* Prompt *
Render part of the data below as a Markdown table with the columns Row and Text: a row number in the first column, one line per row, and blank lines omitted. Begin at the line containing "Annotate the iron" and stop after the line containing "[528,298,749,678]".

[Bounding-box data]
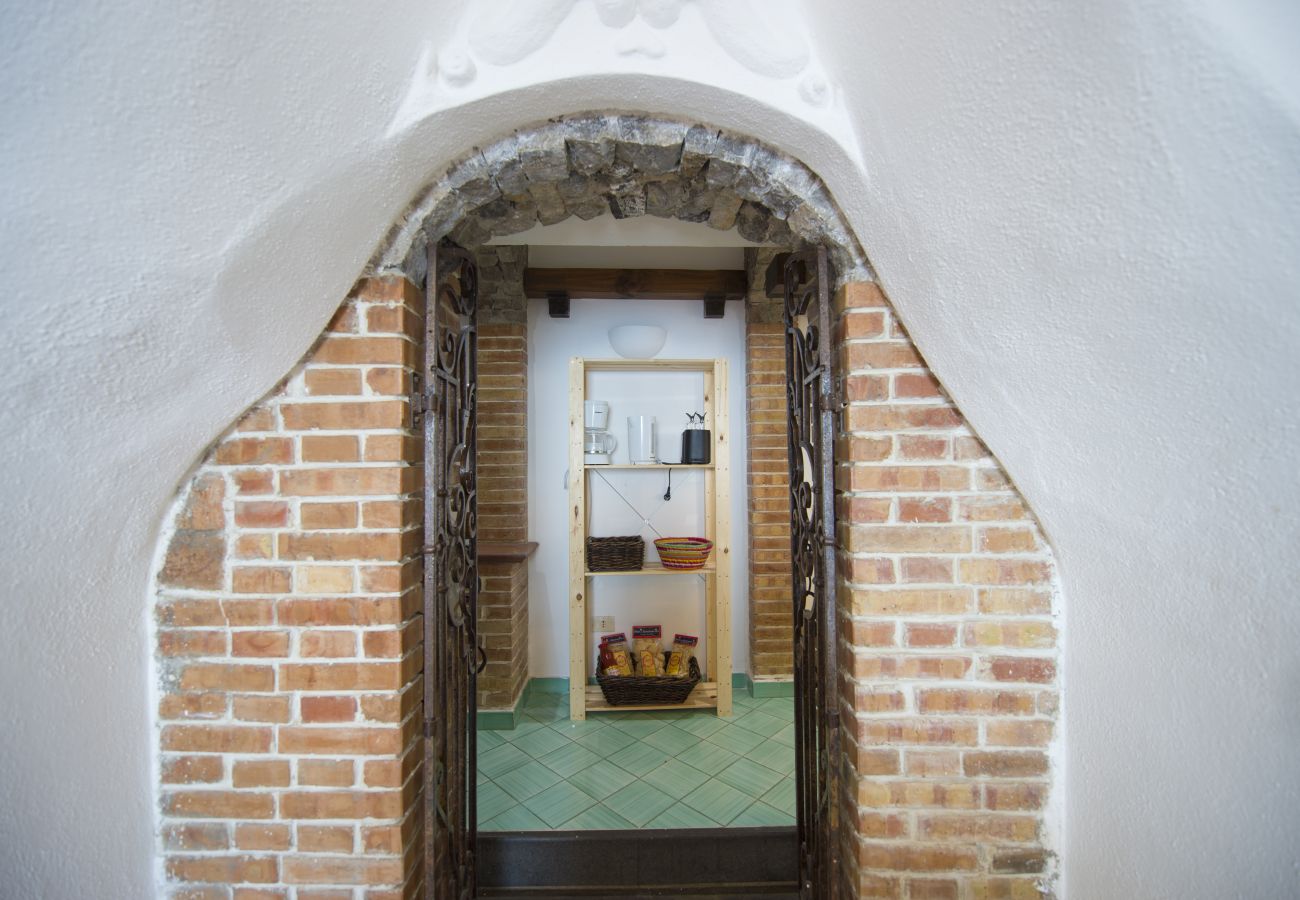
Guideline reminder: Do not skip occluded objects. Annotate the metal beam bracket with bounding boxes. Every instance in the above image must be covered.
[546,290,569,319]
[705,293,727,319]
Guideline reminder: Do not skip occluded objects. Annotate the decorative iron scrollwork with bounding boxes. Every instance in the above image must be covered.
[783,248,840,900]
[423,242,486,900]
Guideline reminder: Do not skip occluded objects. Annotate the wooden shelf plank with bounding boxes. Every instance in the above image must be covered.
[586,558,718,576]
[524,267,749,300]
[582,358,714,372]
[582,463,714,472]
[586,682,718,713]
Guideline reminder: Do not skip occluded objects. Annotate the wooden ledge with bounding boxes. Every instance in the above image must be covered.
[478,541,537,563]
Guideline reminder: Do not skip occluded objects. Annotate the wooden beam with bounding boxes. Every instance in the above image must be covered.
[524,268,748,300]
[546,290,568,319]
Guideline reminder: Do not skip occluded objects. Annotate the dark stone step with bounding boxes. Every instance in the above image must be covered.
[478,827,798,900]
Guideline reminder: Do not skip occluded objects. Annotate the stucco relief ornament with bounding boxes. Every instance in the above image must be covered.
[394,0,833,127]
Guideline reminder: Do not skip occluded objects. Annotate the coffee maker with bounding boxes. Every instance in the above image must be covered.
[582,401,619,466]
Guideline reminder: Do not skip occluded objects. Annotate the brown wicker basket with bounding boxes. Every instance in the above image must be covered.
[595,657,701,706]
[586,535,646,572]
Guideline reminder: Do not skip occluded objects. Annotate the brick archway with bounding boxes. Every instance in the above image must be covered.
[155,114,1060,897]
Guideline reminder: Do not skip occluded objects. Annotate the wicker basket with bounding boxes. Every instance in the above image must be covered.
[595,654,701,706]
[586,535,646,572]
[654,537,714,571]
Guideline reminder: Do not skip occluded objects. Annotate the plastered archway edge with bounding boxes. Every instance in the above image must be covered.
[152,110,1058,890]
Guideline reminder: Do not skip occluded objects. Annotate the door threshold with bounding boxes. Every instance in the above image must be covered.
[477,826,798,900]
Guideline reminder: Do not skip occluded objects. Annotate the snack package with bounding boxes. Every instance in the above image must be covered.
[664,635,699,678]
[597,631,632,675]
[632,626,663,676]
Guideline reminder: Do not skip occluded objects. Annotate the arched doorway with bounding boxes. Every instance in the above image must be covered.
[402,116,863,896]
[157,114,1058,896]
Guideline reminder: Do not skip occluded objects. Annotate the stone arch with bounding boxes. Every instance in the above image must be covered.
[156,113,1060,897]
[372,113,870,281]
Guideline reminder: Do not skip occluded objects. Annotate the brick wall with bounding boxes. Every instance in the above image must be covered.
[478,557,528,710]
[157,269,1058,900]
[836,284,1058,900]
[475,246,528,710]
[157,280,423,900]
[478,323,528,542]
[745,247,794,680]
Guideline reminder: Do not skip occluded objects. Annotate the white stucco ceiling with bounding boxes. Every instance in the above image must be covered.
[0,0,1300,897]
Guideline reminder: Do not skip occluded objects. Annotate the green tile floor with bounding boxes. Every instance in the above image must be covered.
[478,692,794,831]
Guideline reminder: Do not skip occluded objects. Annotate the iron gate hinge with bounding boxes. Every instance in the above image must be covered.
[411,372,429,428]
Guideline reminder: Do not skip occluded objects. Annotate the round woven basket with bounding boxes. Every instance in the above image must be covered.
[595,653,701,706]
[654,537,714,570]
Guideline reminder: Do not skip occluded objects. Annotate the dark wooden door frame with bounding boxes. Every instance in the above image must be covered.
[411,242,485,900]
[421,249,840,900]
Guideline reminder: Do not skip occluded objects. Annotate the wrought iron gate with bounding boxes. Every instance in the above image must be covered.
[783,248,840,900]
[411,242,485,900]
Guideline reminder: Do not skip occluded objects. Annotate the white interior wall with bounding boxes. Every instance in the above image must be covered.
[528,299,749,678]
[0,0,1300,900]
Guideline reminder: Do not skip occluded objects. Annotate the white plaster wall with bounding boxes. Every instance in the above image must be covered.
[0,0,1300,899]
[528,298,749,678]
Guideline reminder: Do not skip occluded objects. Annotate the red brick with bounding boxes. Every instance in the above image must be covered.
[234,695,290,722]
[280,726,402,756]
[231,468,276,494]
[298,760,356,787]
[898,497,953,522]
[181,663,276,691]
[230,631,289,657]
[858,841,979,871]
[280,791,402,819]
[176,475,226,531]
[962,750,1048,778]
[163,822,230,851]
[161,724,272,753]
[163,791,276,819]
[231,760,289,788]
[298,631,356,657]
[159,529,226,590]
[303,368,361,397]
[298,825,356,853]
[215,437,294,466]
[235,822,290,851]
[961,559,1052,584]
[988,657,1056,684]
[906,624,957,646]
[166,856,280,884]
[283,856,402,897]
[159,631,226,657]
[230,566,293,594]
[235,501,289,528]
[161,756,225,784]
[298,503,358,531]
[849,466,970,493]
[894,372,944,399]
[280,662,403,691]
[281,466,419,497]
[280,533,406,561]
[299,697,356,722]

* The solution *
| Row | Text |
|---|---|
| 1 | Guideline reminder: Do not skip occluded objects. Annotate the iron gate hinge with bounding boxes. Every instance in the above image must be covered. |
| 2 | [411,372,429,428] |
| 3 | Guideline reminder: Do not skip occluded objects. Annotate the round woven basket with bounding boxes. Every instance in the above image must be covered. |
| 4 | [595,653,701,706] |
| 5 | [654,537,714,570] |
| 6 | Guideline reminder: Do not skip occluded objects. Annotate the dark wooden door frame with bounding boxes. Every instance in the above image must be covered. |
| 7 | [411,242,485,900] |
| 8 | [421,249,840,900] |
| 9 | Guideline reminder: Do not skip occluded objects. Annotate the wrought iron gate with bounding boxes. Every instance in the above image must be covered. |
| 10 | [783,248,840,900] |
| 11 | [411,242,485,900] |
| 12 | Guideline reminder: Do not skip occluded objects. Annotate the white interior wall with bounding boxes. Every instance in the above image must be covered. |
| 13 | [528,299,749,678] |
| 14 | [0,0,1300,900] |
| 15 | Guideline reminder: Do not skip occluded objects. Annotate the white plaster wall with bounding boxes. Every instance in the above image must be covered. |
| 16 | [0,0,1300,899] |
| 17 | [528,298,749,678] |